• The request: The line containing "wooden wall panel" marks the start; return it and every line after it in the listing below, exactly, through the last.

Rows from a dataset
________________________

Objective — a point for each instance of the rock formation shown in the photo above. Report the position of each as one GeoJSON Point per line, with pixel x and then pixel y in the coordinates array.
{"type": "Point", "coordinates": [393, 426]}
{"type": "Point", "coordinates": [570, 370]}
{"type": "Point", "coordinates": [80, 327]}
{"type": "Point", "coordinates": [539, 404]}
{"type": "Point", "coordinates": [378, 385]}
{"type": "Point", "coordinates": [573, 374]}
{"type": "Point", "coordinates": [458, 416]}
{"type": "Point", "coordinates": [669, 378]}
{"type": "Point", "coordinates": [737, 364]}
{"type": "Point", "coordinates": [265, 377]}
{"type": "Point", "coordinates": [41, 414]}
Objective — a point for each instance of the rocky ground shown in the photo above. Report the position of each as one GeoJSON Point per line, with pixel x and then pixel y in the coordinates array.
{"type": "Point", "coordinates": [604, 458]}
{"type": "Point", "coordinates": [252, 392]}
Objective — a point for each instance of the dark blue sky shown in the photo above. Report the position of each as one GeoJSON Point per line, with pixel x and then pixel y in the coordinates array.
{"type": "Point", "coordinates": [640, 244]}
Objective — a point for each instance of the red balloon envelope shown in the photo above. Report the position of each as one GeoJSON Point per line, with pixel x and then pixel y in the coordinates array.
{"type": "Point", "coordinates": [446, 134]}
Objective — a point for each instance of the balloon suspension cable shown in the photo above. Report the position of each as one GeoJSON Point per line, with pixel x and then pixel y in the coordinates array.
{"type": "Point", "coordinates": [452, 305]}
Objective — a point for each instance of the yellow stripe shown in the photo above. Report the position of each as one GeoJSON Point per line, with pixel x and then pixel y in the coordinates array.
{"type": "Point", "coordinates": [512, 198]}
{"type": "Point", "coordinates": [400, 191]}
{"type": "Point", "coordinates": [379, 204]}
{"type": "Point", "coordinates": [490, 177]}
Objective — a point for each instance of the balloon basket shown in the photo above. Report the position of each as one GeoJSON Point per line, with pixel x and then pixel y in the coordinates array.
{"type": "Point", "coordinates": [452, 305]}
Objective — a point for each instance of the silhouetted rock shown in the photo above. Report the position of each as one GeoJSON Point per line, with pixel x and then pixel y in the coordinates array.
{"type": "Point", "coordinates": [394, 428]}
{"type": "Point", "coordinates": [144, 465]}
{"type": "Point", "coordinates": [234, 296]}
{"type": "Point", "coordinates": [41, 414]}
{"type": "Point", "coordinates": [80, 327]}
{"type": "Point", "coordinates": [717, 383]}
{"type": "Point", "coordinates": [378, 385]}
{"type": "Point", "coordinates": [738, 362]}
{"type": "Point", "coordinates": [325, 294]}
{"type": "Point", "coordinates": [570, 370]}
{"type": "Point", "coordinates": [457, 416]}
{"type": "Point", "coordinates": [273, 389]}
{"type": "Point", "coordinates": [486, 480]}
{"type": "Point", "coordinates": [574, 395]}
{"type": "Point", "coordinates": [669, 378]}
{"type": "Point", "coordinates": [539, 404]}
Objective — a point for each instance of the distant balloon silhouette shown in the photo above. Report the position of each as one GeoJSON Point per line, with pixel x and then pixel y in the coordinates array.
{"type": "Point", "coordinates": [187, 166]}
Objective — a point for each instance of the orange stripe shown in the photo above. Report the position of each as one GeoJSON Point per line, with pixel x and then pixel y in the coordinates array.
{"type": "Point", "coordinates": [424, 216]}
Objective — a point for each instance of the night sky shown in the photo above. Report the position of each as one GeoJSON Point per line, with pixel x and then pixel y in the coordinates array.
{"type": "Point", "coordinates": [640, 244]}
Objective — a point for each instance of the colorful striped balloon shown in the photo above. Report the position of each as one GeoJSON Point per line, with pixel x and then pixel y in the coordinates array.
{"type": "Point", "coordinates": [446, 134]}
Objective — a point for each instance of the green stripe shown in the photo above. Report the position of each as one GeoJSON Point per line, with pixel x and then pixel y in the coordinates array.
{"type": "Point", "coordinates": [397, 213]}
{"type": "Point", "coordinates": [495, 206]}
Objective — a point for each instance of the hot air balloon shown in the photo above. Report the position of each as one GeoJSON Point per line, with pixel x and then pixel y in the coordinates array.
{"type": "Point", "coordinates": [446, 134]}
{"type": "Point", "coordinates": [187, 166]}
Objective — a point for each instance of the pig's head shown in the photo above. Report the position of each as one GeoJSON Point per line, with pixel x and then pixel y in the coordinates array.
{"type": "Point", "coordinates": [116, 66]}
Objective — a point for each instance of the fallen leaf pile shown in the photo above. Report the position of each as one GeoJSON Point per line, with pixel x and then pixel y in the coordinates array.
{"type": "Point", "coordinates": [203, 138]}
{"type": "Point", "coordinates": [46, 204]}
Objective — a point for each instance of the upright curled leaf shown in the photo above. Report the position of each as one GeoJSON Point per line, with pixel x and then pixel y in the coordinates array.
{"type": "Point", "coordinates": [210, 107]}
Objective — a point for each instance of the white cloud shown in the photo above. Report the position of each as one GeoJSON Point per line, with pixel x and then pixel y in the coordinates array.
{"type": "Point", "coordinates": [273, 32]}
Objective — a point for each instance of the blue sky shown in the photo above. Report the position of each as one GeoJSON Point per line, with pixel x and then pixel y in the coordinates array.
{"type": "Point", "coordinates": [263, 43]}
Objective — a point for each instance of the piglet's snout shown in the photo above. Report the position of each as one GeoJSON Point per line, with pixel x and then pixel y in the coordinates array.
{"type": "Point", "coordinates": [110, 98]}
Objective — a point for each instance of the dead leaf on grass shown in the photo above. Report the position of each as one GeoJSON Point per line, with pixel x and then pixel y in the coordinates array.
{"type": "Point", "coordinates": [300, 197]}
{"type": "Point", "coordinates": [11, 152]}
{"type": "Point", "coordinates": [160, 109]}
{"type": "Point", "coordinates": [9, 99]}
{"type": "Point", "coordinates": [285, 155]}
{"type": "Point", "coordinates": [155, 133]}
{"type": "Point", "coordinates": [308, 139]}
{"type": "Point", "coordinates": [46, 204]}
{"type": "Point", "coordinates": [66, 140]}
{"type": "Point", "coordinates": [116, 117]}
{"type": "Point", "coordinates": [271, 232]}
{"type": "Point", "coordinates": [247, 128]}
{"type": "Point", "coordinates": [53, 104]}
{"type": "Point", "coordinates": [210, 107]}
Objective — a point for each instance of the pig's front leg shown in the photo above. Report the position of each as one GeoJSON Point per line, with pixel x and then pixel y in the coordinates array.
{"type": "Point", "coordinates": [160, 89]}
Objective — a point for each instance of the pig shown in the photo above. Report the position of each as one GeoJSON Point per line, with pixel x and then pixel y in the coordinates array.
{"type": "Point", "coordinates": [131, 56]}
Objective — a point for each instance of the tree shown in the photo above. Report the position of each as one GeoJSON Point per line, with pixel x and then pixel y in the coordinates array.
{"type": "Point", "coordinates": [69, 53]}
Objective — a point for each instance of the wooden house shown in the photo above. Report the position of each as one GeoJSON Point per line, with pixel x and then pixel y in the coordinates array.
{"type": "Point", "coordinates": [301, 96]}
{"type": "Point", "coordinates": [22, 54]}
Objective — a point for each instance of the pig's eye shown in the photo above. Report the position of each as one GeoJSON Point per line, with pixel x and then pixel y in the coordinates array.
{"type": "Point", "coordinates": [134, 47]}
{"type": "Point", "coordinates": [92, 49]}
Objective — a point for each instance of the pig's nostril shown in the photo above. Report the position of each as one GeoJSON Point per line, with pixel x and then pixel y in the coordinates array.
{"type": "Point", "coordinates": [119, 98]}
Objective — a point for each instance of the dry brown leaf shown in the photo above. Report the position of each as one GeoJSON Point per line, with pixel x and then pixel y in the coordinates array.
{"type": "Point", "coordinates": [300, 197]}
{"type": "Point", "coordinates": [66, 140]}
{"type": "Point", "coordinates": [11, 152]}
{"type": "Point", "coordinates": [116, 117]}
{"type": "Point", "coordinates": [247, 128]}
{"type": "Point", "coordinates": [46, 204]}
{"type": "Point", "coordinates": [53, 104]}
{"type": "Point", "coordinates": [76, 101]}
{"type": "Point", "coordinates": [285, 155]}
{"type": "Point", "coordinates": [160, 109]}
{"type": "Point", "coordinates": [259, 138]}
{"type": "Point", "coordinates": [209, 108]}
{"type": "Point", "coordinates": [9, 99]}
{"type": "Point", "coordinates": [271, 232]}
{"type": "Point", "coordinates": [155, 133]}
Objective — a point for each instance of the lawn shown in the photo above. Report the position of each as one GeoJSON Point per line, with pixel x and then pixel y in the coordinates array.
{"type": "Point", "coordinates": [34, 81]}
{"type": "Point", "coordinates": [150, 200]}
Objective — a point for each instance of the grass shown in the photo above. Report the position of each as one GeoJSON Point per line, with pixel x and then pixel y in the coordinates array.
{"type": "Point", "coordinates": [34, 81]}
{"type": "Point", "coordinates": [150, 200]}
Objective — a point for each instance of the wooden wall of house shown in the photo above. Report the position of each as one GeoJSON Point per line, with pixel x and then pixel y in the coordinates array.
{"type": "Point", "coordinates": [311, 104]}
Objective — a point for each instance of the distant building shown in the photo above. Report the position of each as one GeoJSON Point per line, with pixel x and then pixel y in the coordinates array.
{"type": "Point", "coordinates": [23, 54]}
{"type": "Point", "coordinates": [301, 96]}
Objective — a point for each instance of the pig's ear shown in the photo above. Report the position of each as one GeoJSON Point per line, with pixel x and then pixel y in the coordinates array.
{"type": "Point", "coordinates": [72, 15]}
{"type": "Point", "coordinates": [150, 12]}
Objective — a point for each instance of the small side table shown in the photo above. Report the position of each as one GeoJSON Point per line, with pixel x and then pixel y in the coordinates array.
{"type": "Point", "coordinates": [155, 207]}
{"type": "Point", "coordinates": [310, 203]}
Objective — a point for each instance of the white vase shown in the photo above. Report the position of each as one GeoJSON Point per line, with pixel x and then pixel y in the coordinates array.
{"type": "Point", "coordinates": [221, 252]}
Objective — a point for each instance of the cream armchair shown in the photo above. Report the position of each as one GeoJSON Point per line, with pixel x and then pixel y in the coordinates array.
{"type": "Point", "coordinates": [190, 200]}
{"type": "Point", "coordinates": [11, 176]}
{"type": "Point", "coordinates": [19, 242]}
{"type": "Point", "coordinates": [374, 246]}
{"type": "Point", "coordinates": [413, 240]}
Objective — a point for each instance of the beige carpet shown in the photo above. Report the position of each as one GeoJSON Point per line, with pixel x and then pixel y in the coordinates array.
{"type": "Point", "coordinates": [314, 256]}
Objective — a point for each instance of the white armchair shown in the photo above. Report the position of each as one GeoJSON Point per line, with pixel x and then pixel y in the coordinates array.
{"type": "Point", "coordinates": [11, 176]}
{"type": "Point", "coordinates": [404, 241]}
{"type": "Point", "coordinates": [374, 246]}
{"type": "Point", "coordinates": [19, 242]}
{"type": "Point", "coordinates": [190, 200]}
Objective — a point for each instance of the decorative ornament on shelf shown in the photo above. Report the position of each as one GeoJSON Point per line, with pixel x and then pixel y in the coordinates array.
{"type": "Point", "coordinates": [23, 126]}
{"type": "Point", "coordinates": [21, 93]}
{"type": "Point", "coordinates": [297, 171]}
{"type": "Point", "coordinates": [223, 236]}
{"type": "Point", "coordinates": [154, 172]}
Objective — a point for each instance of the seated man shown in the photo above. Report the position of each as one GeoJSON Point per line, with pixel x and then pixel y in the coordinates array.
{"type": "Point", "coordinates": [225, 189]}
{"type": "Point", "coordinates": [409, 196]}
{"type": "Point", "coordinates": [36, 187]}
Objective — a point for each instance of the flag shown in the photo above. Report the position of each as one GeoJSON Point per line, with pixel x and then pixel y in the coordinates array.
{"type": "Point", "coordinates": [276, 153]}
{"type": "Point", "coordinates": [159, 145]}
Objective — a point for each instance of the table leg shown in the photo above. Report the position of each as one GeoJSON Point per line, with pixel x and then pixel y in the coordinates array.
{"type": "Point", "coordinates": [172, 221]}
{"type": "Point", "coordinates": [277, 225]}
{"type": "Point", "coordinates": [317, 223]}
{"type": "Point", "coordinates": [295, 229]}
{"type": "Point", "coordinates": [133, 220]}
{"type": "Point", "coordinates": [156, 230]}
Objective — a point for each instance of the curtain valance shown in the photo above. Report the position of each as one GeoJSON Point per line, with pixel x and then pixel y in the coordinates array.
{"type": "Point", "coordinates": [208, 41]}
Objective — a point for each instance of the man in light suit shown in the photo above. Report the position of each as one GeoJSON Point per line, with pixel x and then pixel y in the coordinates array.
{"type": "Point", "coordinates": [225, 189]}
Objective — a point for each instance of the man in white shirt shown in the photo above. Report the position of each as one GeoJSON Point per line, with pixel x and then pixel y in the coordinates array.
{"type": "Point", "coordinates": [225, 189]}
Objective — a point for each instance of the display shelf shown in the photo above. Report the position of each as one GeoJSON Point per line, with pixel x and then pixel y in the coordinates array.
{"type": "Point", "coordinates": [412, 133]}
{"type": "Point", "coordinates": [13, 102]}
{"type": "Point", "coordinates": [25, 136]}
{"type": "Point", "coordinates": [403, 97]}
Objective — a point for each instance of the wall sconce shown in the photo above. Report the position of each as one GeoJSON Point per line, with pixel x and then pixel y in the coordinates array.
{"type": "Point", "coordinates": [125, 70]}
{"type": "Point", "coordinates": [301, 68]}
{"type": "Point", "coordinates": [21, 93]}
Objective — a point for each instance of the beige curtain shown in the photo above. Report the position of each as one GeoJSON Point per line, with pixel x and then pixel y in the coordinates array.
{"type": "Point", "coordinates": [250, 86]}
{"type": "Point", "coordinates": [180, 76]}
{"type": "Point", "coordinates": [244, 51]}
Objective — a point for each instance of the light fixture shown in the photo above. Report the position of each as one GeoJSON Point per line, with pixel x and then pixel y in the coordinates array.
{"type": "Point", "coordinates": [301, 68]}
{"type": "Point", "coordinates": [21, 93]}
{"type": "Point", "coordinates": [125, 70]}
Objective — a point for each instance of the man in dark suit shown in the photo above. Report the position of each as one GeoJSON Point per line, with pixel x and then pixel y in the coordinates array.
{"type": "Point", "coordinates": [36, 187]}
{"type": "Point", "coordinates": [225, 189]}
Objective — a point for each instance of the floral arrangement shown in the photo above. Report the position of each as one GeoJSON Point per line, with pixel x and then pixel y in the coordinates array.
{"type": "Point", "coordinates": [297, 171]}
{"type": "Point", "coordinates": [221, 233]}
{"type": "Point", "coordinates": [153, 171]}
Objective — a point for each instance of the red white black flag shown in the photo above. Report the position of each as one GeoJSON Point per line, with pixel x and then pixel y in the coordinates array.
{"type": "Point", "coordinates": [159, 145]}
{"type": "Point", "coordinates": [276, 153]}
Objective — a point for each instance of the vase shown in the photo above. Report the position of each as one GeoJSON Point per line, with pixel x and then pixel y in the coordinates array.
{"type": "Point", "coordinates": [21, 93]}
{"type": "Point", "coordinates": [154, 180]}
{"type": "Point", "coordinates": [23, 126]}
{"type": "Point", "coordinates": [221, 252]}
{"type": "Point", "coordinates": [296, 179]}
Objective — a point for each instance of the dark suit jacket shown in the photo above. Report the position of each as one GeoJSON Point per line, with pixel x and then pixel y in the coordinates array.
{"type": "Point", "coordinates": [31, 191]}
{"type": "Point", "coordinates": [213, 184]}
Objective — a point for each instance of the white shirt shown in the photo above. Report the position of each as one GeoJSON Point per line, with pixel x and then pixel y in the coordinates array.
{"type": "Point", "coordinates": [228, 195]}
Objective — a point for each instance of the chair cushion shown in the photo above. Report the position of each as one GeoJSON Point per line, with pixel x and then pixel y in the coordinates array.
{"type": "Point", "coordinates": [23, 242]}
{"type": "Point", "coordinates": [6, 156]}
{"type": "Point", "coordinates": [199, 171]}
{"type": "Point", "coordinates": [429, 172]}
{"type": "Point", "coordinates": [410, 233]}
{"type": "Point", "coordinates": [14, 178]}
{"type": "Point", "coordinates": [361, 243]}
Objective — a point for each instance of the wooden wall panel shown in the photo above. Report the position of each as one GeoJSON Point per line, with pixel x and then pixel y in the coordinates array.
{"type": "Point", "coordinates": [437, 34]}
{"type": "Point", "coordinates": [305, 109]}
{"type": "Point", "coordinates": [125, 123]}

________________________

• The completed task:
Objective — a point for each instance of the wooden wall panel shown in the photo above. Report the position of each as one GeoJSON Point per line, with pixel x and then pixel y in the coordinates array.
{"type": "Point", "coordinates": [437, 34]}
{"type": "Point", "coordinates": [305, 109]}
{"type": "Point", "coordinates": [125, 123]}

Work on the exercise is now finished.